Copy out every row below word for word, but leave the pictures out of your copy.

<<<<

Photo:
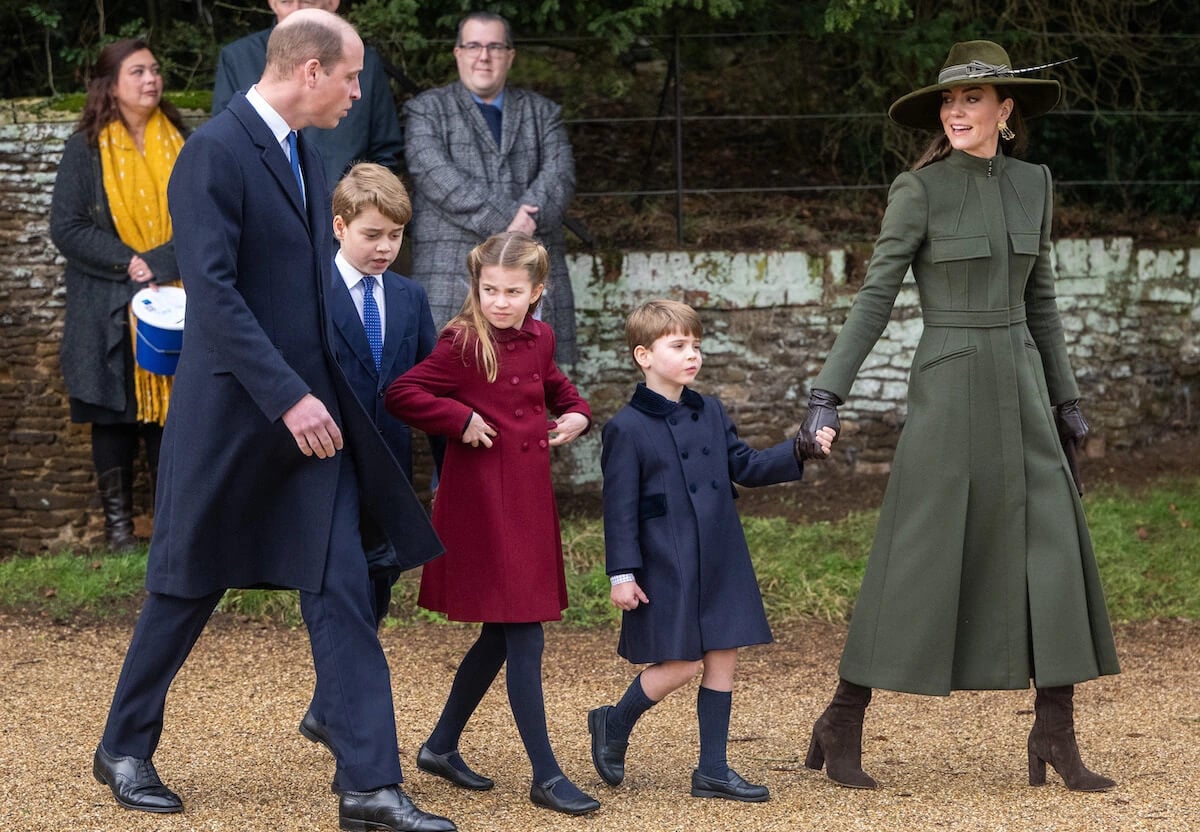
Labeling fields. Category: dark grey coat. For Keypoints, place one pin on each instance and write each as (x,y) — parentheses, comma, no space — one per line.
(982,574)
(370,132)
(466,189)
(96,331)
(670,519)
(239,506)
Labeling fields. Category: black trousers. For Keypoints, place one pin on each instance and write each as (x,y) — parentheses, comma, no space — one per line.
(353,681)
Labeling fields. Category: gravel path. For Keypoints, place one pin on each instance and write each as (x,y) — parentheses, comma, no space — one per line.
(232,749)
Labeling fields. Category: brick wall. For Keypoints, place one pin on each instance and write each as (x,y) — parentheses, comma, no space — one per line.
(1132,316)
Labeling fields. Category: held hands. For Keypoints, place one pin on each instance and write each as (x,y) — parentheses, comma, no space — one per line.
(568,428)
(478,432)
(312,428)
(1072,429)
(138,270)
(523,220)
(628,596)
(820,428)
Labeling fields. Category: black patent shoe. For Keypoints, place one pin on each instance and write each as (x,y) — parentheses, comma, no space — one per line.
(439,765)
(135,783)
(607,756)
(388,808)
(313,731)
(732,789)
(543,794)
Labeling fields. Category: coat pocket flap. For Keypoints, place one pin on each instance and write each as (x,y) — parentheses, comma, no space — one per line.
(946,249)
(652,506)
(1025,243)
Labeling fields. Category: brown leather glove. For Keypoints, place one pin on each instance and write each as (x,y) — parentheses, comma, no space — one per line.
(822,413)
(1072,429)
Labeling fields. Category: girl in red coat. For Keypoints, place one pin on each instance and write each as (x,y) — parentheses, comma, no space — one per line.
(491,383)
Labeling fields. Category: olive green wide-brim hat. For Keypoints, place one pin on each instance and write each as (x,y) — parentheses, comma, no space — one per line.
(975,64)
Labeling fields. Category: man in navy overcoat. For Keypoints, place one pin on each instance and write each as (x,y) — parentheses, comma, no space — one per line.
(267,453)
(371,130)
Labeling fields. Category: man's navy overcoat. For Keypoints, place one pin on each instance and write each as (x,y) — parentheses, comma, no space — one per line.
(238,503)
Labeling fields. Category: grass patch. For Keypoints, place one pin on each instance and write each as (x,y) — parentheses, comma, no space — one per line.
(1149,550)
(1147,545)
(66,584)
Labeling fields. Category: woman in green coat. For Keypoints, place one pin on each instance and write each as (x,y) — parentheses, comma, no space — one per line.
(982,574)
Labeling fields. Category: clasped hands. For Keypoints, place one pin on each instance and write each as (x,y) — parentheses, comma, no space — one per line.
(563,430)
(820,428)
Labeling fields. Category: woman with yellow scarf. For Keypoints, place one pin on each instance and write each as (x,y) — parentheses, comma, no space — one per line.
(109,220)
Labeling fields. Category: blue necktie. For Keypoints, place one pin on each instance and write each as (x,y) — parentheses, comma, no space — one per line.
(371,319)
(492,115)
(294,154)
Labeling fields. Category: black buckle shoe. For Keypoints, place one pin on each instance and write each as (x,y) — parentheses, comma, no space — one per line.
(609,758)
(439,765)
(313,731)
(135,783)
(388,808)
(543,794)
(732,789)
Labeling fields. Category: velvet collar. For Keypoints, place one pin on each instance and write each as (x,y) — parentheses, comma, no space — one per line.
(653,403)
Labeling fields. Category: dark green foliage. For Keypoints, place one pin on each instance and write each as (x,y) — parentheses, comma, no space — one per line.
(822,72)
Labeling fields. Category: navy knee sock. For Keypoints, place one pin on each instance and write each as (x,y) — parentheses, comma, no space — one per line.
(627,712)
(477,671)
(713,710)
(525,645)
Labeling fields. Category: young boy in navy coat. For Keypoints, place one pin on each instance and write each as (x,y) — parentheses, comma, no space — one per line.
(676,554)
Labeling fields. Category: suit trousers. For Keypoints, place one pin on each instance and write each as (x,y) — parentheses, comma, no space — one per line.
(353,681)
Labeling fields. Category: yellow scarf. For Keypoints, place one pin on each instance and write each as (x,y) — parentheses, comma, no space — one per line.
(136,186)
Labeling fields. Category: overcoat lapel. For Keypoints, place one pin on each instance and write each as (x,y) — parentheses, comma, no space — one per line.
(475,119)
(273,156)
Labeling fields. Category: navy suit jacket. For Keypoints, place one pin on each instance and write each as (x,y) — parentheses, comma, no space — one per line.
(238,503)
(369,133)
(408,339)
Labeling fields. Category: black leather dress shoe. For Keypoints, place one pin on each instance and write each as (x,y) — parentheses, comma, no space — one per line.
(135,783)
(607,756)
(543,794)
(388,808)
(733,789)
(315,731)
(441,766)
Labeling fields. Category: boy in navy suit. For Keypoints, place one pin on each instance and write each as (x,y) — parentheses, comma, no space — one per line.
(676,554)
(381,334)
(382,327)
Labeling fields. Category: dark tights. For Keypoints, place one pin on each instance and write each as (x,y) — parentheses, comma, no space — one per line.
(521,646)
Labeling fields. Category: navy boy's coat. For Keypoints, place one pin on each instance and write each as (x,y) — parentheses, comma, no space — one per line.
(670,519)
(238,503)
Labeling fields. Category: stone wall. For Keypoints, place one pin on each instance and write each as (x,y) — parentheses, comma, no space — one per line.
(1131,312)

>>>>

(THE RESPONSE)
Photo:
Labeling fields. Category: dark grey coat. For Keypoints, place one pin on each instance and write each as (x,y) — parentheses, comma, no space — one per line.
(982,574)
(370,132)
(466,189)
(96,331)
(670,519)
(239,506)
Labeling fields. Category: black trousers. For Keypoints, place one pin on each instance and write each as (x,y) — parentheses, comma, no space — one per line.
(353,681)
Labeling fields. Category: gravel path. For Keypoints, place one pin on each instance and write each as (x,y) — parentheses, comma, no space — one per line.
(232,749)
Labeling fields. Category: brick wall. For Keypoints, place one pin on each instance and write each as (x,y) — parentheses, comma, no space — one per line.
(1132,316)
Labeling fields. Category: held hands. For Keypoints, place one pin on each instance and write each as (x,y) — parentheses, comma, no space — one per line.
(568,428)
(478,432)
(312,428)
(1072,429)
(138,270)
(523,220)
(628,596)
(820,428)
Labeling fields. Category: black patent shoe. For Keypoints, place one pin on each instance and write each as (x,y) — parentheses, comma, no space — one per line.
(439,765)
(135,783)
(607,756)
(388,808)
(313,731)
(732,789)
(543,794)
Labeling fields. Category: coat pocket flap. For Keypoints, place one pin on each instance and write each as (x,y) — parentheses, comma, no space — one per line.
(946,249)
(652,506)
(1025,243)
Labeling fields. Category: brown leather glove. For Keypoints, place one pin on each instance and write each as (x,y) — parentheses, comma, no space — one per line.
(822,413)
(1072,429)
Labeling fields. Category: girl in red coat. For Keypoints, place one pin on each instance and write each as (x,y) — parentheses, comma, no space — one per line.
(491,383)
Labeling fields. Category: olive green wide-brim hat. For Keypoints, place one pin on each instance and write each as (x,y) — parentheses, comma, no space — one per line.
(975,64)
Labeling fields. Category: man in navy overcoat. For Keypoints, place one pin on each instance and write each as (x,y) — parentheses, comma, no space — one per line.
(267,453)
(371,130)
Labeling fields. Category: man's navy overcoat. For Keypoints, place one pin on each instance and write each as (x,y) — parentheses, comma, no space — one per line.
(238,503)
Labeling fields. Category: grass patch. For Keypoints, place one pin on each instance and write each as (x,y) — parentheses, comma, no space — one per line.
(1149,550)
(1147,545)
(66,584)
Labeling fields. Category: woman in green coat. For Keypoints, place one pin on each instance and write each as (x,y) — parentheses, comma, no space — one per line.
(982,574)
Labeling fields. Category: clasped hands. For Keypoints, place one pin on each instance and write each as (x,y) — parentheses, comma, no space — one per line.
(563,430)
(820,428)
Labeling fields. Category: woman with yellow scarf. For Keypoints, place one pin on each instance and write each as (x,y) — parentheses, comma, no space — one per line.
(109,220)
Labeling fields. Category: blue necktie. For Keypoints, place one pin on each instance and write each as (x,y) — parentheses, comma, no space — one per line.
(371,319)
(492,115)
(294,154)
Labeling fields. Category: black buckle shoe. For Keypoints, place one pin on each instance and write each as (x,y) — parentheses, comma, no space — one per line.
(609,758)
(439,765)
(313,731)
(135,783)
(388,808)
(543,794)
(732,789)
Labeling fields. Category: velvet collar. For Keypoints, place one pin on each instance and write each as (x,y) — parentheses, comma, no space — one per line.
(653,403)
Labeling fields. Category: dark green foliage. For Keypoints, place one pin on each instance and write each as (x,y) — parentheses, comma, no space — one per line.
(822,72)
Labeling fields. Category: navy knee sock. For Keypoints, place one pin on each instance and write each as (x,y) — parentheses, comma, no space — one per line.
(627,712)
(477,671)
(713,710)
(525,645)
Labeling fields. Category: young boy in navy coat. For Keypoints, place one pin on each instance and write each as (x,y) — parentheses, comma, no space — one per line.
(676,554)
Labeling fields. Category: suit trousers. For Keypoints, place one pin on each instance and write each as (x,y) — parentheses, comma, no space — one per line.
(353,681)
Labeling fields. Category: yellow scarf. For Keypoints, place one pin on each instance and write each as (x,y) — parentheses, comma, no space — one per line.
(136,186)
Labeling fields. Category: overcoat lapel. For Keypoints, place one pin on each instance and write each as (x,y) — parentheses, comma, no space — one per line.
(475,119)
(273,156)
Labeling fields. Category: navy suit jacket. For Keypoints, place one pin on each instance and write each as (x,y) — parentheses, comma, no space — one per line.
(238,503)
(369,133)
(408,339)
Labeling fields. Category: black leather dress shoe. For Keypoints, place one pin on each instance and write each as (x,y) — parentheses, comma, no space — one per line.
(135,783)
(607,756)
(543,794)
(388,808)
(733,789)
(315,731)
(441,766)
Labeling fields. Category: boy in navy suit. For Keypoints, place one pin on each instance and write each as (x,y) — parentheses, comma, no space — one per line.
(676,554)
(381,334)
(382,327)
Labeling fields. Category: dark tights. For Keypoints, place one pin on each instance and write each as (x,y) — parentheses, comma, no space — one per line.
(521,646)
Labeling fields. Category: navy boy's coat. For Keypoints, place one pin on each instance and write each as (x,y) — parentheses, comma, no space — one per line.
(670,519)
(238,503)
Labeling fields. Category: stone wall. For Keypoints, place one pin on each instance and write each as (x,y) — parentheses, comma, no space — one per line.
(1131,312)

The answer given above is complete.